>> Begin PAGE

Is it inherently evil to summon up a demon?

Oni said:


Perhaps I am failing to recall correctly, but I do not believe that this is ever stated anywhere. Could you point me to where it says the evil descriptor does any more than limit clerics in what spells they cast or explain how such spells hold up under divination magics? By your logic summoning a celestial away from whatever important duties they happen to be performing you are doing a good act. If some evil necromancer summons enough celestial hawks does this suddenly mean they are on the path to redemption?

It doesn't say it explicitly, but let's look at the various parts of the SRD related to this:

"Summon Monster I
Conjuration (Summoning) [see text]
...
When the character uses a summoning spell to summon an air, chaotic, earth, evil, fire, good, lawful, or water creature, it is a spell of that type."

"Planar Binding
Conjuration (Calling) [see text]
...
When the character uses a calling spell to call an air, chaotic, earth, evil, fire, good, lawful, or water creature, it is a spell of that type."

"Detect Evil
...
Evil creature HD / 5
...
Evil magic item
or spell Caster level / 2"


Summoning spells are evil when cast to summon a demon. They have the evil descriptor, which is to say that the spells are described in the rules as being evil. Both the spell and the creature brought into the world also detect as evil.

>> End PAGE

**WRITTEN TASKS**
• 1. Name every spell that the discussion of summoning demons quotes from the SRD.
• 2. How many lines of the records contain the word "lamp"? Reply with the number alone.

>> Begin DATA ROWS

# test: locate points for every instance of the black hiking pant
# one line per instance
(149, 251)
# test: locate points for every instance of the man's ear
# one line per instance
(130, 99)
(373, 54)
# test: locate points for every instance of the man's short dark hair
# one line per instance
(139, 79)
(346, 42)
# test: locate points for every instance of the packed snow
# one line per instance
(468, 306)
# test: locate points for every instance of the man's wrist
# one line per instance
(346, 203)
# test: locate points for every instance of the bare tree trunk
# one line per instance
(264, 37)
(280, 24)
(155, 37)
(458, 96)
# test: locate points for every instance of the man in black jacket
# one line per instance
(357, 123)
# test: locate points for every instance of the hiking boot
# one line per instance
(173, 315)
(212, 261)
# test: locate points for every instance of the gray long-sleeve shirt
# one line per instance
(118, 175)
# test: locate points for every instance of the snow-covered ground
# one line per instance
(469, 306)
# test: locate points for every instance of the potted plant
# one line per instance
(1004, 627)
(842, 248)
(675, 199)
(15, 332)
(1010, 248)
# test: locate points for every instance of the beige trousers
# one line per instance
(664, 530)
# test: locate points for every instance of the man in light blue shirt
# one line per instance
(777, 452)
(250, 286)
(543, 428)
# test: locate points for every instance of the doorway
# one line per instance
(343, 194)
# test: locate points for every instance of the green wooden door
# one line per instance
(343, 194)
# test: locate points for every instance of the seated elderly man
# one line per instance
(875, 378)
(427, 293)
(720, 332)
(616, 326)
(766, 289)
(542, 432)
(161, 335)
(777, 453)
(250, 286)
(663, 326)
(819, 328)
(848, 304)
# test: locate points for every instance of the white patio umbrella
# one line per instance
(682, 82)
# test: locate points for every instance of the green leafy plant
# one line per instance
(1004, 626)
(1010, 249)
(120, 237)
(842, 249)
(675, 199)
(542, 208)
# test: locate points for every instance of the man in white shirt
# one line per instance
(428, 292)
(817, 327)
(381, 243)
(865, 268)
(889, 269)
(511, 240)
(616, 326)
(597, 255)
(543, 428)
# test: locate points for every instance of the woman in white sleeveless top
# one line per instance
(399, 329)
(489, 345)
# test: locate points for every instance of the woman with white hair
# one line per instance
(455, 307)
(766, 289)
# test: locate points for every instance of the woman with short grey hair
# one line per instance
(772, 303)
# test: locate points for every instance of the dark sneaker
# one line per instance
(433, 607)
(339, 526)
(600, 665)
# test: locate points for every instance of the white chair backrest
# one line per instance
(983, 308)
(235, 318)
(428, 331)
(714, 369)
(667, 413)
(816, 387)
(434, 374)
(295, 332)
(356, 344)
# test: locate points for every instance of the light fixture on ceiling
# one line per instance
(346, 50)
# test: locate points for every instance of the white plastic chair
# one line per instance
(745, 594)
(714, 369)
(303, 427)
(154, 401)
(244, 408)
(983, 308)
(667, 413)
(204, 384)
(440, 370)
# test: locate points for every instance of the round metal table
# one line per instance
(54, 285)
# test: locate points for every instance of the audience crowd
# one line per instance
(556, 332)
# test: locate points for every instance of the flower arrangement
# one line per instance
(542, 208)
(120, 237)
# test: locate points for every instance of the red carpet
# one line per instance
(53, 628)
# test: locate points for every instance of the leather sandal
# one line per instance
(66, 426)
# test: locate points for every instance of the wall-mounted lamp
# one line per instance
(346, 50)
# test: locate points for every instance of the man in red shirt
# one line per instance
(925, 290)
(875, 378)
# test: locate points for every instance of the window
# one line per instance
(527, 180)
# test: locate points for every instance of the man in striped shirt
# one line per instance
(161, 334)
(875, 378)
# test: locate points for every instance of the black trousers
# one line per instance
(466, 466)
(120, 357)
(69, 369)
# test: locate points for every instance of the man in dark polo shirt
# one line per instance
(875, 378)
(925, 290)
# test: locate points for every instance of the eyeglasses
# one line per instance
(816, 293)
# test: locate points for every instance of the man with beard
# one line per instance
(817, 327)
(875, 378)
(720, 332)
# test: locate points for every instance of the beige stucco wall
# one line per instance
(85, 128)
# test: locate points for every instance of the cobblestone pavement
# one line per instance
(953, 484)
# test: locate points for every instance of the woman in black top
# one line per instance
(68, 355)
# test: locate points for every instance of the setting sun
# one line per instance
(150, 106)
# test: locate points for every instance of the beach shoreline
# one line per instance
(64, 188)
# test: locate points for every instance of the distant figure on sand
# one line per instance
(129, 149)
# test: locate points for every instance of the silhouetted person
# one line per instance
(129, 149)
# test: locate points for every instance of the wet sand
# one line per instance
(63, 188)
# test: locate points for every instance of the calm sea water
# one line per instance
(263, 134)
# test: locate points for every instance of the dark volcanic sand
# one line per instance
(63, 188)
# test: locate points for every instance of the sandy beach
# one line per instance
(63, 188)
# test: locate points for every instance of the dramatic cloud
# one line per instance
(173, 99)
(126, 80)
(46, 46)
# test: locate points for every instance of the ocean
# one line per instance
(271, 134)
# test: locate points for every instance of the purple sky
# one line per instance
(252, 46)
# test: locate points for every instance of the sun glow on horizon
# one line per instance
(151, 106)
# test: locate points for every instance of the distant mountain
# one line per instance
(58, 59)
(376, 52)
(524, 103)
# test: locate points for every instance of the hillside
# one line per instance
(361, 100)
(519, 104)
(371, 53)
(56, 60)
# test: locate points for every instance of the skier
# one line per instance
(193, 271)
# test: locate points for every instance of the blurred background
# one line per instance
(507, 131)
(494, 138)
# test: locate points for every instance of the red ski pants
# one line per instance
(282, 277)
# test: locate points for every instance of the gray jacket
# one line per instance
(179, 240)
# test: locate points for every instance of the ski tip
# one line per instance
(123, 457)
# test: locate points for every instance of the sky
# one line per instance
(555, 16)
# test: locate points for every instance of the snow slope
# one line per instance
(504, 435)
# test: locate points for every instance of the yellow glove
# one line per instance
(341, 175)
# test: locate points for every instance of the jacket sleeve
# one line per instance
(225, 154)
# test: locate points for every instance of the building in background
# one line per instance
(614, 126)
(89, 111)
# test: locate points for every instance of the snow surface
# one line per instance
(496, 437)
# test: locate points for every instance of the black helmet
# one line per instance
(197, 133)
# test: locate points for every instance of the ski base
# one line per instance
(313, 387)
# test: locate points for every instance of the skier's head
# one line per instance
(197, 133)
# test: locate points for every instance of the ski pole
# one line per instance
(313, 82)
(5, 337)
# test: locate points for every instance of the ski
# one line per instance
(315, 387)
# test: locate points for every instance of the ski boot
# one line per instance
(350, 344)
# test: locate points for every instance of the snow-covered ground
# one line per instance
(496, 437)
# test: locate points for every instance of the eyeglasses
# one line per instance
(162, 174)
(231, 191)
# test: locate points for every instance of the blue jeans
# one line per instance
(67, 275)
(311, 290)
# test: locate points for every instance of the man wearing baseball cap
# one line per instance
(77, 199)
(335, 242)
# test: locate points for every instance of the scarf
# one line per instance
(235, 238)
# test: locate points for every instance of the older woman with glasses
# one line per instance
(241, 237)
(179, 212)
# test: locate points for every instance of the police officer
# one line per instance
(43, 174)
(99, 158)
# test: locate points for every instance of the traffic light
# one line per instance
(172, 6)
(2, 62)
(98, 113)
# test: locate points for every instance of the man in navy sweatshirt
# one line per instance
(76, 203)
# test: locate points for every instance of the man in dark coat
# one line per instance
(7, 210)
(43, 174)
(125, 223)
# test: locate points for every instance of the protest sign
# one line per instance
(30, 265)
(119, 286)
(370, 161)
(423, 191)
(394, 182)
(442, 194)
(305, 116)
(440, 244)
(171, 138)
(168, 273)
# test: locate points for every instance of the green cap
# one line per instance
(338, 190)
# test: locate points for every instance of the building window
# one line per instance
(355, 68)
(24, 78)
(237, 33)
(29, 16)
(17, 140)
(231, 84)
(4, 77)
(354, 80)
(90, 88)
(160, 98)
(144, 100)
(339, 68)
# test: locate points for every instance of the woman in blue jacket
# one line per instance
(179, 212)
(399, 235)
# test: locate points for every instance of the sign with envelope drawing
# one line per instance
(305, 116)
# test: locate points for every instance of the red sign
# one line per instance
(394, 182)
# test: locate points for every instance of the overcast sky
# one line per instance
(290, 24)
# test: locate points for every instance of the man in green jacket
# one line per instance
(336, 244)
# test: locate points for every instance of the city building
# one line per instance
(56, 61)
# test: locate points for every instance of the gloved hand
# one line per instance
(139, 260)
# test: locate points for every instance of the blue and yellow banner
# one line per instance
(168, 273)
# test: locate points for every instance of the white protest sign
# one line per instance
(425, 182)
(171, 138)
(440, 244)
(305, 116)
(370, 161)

>> End DATA ROWS
>> Begin DATA ROWS

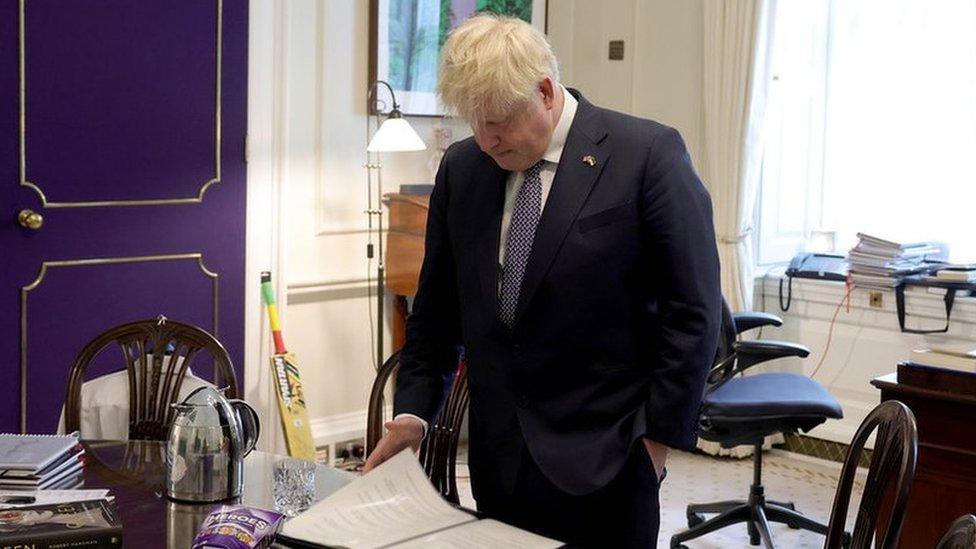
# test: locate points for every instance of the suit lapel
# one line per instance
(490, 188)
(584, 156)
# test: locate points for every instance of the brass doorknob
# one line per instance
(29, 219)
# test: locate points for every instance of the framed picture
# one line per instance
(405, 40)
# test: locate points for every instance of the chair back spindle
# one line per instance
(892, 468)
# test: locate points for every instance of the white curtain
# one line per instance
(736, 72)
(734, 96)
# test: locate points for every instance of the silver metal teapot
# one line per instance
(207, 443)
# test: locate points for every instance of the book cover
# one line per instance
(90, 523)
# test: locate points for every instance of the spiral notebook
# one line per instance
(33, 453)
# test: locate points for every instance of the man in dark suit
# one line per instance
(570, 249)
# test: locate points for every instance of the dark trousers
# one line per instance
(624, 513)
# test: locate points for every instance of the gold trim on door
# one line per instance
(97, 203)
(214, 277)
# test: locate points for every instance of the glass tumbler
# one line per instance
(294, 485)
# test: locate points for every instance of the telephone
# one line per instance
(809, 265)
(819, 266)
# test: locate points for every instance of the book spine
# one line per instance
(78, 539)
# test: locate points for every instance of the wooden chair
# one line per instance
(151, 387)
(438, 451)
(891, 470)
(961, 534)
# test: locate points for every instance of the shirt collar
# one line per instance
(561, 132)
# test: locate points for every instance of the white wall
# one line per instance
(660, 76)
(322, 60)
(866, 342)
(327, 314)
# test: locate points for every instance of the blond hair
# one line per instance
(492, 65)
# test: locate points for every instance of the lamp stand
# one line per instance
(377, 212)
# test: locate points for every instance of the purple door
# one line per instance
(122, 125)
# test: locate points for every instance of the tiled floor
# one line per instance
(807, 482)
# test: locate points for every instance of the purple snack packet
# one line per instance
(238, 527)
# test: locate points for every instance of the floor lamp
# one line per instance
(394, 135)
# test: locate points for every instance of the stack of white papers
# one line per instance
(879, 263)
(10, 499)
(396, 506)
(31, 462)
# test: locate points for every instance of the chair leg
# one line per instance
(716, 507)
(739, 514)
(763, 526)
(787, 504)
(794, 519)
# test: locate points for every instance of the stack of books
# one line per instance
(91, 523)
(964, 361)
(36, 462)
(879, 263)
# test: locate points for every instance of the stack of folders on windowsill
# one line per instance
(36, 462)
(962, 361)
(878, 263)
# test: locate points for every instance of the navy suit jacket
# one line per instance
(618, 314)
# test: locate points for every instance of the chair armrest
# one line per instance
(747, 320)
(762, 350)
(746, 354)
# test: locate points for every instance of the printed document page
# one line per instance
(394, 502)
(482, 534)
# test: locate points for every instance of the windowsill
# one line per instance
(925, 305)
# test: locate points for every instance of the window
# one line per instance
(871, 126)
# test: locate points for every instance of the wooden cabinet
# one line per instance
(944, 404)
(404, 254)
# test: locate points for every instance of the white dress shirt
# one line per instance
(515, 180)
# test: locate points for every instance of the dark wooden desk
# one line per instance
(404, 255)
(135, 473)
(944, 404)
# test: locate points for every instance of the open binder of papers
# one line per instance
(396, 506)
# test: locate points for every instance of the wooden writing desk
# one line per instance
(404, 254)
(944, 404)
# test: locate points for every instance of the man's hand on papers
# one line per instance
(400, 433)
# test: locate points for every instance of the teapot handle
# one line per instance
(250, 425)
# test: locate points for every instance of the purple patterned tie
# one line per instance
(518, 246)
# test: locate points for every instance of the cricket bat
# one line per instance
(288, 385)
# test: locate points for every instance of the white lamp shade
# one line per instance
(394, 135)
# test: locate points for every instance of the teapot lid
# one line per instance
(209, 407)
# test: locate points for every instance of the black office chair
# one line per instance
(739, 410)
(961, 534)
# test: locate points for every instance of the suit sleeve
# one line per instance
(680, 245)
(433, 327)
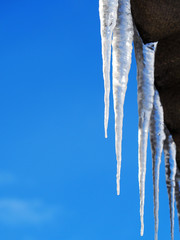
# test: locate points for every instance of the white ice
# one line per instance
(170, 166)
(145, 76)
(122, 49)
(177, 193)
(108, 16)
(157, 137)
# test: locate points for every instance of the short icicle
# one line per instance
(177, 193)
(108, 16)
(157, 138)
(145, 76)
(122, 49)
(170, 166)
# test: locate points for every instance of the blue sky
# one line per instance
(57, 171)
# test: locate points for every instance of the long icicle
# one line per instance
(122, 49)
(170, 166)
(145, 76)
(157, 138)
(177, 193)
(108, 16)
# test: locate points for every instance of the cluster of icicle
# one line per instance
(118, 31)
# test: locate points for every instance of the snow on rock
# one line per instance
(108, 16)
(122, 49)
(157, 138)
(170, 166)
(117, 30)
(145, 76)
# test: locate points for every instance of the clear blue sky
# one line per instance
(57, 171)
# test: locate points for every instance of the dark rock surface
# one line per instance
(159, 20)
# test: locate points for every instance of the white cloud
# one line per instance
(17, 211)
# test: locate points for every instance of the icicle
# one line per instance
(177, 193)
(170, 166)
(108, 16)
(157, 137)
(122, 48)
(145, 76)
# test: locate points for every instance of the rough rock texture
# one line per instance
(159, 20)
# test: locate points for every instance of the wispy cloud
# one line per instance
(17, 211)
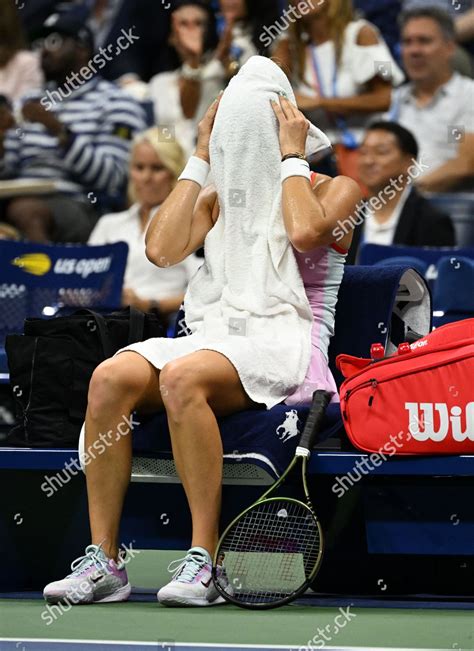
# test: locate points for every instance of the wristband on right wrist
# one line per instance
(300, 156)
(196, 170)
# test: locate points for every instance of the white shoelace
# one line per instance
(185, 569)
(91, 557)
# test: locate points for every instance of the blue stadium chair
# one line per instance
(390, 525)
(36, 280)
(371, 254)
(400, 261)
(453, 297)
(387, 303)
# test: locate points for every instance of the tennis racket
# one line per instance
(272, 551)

>> End DATA ROWS

**PROBLEM SOLUTIONS**
• 1.
Summon Monster I
Planar Binding
Detect Evil

• 2. 4